Find each line in the entries below that contains the word "snack". Copy those lines.

==== Input records ====

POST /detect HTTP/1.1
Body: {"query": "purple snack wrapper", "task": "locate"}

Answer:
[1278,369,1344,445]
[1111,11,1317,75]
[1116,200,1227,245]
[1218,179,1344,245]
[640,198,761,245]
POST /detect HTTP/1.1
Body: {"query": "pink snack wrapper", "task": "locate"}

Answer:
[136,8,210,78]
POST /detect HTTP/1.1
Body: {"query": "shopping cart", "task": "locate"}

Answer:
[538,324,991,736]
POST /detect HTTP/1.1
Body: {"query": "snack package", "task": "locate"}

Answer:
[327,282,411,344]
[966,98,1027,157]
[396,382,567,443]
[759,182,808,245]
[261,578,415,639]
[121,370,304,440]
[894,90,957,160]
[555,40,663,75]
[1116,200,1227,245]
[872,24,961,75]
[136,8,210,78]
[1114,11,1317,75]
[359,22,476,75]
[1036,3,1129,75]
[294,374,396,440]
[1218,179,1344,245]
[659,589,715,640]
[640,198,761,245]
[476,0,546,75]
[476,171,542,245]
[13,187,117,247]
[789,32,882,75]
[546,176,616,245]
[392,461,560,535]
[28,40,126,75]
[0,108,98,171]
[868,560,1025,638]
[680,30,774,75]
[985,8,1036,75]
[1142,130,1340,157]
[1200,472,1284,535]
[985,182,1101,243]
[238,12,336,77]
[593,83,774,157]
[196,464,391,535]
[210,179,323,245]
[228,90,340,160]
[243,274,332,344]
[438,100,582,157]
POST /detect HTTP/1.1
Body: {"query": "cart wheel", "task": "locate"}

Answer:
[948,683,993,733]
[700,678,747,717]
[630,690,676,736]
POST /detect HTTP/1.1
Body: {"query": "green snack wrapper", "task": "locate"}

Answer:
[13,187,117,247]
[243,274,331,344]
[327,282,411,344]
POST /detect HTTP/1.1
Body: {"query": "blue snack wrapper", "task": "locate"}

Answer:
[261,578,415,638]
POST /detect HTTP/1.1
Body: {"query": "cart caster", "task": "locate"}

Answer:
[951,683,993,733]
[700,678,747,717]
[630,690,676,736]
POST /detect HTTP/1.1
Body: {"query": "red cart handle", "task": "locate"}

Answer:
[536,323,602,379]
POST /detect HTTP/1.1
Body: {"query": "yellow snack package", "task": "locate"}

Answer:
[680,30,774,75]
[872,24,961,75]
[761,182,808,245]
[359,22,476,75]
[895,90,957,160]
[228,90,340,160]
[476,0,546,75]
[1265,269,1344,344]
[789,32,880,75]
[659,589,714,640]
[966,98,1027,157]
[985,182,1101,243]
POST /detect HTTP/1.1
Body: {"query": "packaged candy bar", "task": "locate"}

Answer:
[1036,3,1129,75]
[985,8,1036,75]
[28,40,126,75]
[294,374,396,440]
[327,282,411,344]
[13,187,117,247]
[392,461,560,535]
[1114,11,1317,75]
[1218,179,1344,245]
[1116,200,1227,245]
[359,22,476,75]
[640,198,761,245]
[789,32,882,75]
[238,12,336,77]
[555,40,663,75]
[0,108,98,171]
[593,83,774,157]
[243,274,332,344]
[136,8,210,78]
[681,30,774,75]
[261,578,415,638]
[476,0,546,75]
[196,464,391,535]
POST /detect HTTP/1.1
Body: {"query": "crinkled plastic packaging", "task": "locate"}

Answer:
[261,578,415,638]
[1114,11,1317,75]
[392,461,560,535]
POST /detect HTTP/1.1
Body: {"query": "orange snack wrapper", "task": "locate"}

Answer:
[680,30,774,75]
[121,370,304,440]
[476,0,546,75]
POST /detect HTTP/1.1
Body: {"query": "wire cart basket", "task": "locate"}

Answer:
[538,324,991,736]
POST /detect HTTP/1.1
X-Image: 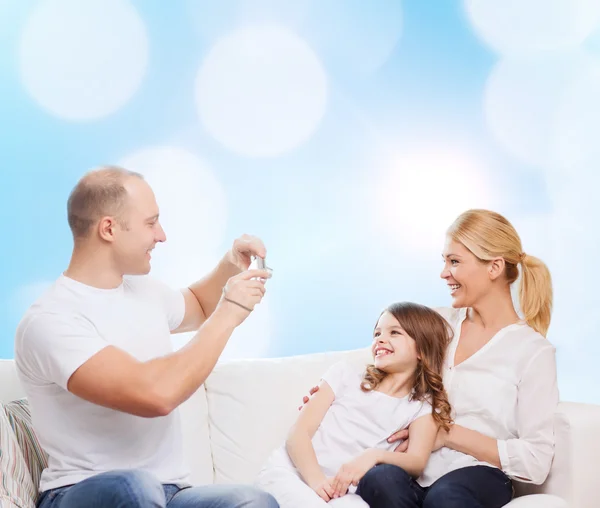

====

• Answer to this problem
Body: {"query": "purple snack wrapper", "task": "locate"}
Body: {"query": "pink snack wrapper", "task": "locate"}
Body: {"query": "snack package", "task": "locate"}
Body: {"query": "green snack wrapper", "task": "locate"}
Body: {"query": "blue snack wrapper", "task": "locate"}
Body: {"query": "yellow snack package", "task": "locate"}
Body: {"query": "orange snack wrapper", "task": "locate"}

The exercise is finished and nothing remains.